Task inputs:
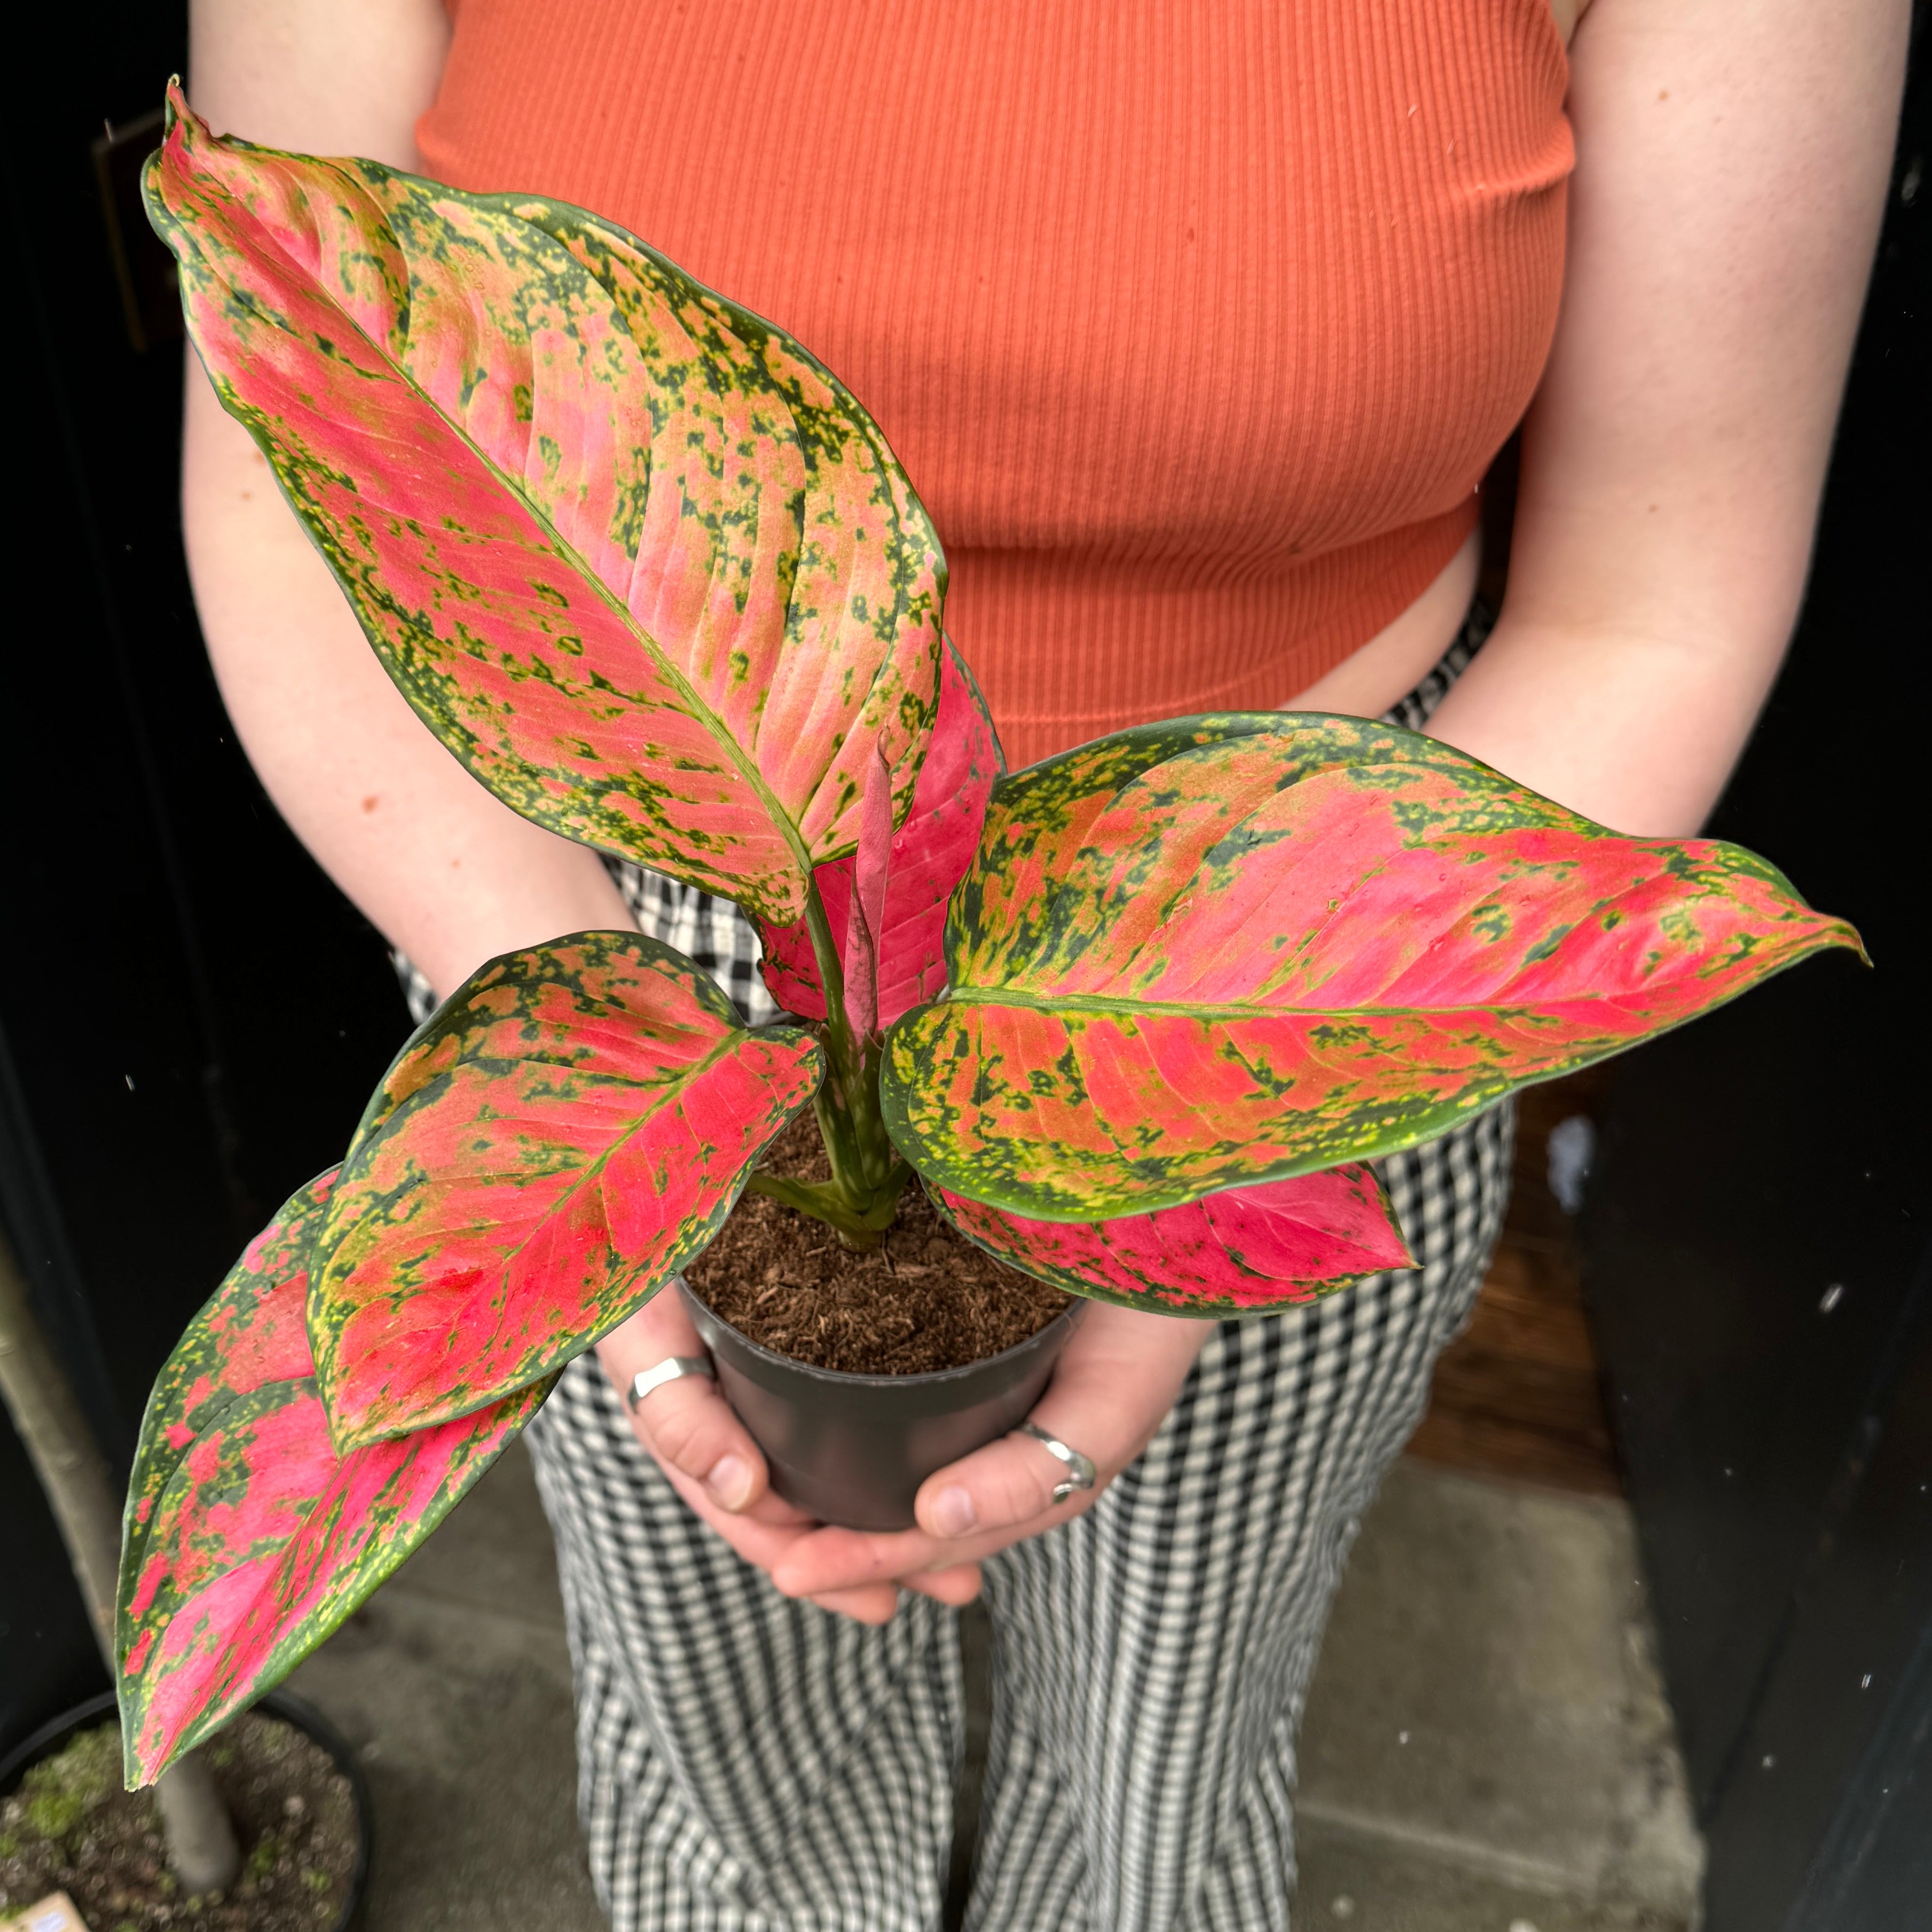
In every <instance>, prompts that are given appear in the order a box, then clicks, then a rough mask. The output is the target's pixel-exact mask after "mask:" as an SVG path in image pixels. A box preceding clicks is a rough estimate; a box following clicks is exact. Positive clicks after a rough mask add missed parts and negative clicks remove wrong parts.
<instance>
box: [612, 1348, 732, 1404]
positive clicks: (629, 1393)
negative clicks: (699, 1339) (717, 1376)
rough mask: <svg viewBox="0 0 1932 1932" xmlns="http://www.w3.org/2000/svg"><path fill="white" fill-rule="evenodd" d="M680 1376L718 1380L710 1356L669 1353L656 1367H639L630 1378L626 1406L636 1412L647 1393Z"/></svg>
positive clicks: (677, 1378) (715, 1370) (659, 1388)
mask: <svg viewBox="0 0 1932 1932" xmlns="http://www.w3.org/2000/svg"><path fill="white" fill-rule="evenodd" d="M678 1376H711V1379H713V1381H717V1370H713V1366H711V1358H709V1356H705V1354H667V1356H665V1360H663V1362H659V1364H657V1366H655V1368H639V1370H638V1374H636V1376H632V1378H630V1387H628V1389H626V1391H624V1406H626V1408H630V1412H632V1414H636V1412H638V1410H639V1408H641V1406H643V1399H645V1397H647V1395H653V1393H655V1391H657V1389H661V1387H663V1385H665V1383H667V1381H676V1379H678Z"/></svg>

What is being asked:
Copy word for word everything from the start of the entries through the line containing "positive clicks: (677, 1378)", and leave out the pictures.

Answer for this exercise:
In every <instance>, prompts that are given appear in the order a box, then clicks, then a rough mask. The output is the target's pixel-exact mask after "mask:" as an SVG path in image pixels. A box preceding clicks is a rough estimate; a box following clicks is exact. Positive clicks after a rough mask add missed parts and negative clicks remove wrong parts.
<instance>
box: [612, 1348, 732, 1404]
positive clicks: (629, 1393)
negative clicks: (699, 1339) (717, 1376)
rough mask: <svg viewBox="0 0 1932 1932" xmlns="http://www.w3.org/2000/svg"><path fill="white" fill-rule="evenodd" d="M680 1376L718 1380L710 1356L669 1353L656 1367H639L630 1378L626 1406L636 1412L647 1393Z"/></svg>
positive clicks: (677, 1378) (715, 1370) (659, 1388)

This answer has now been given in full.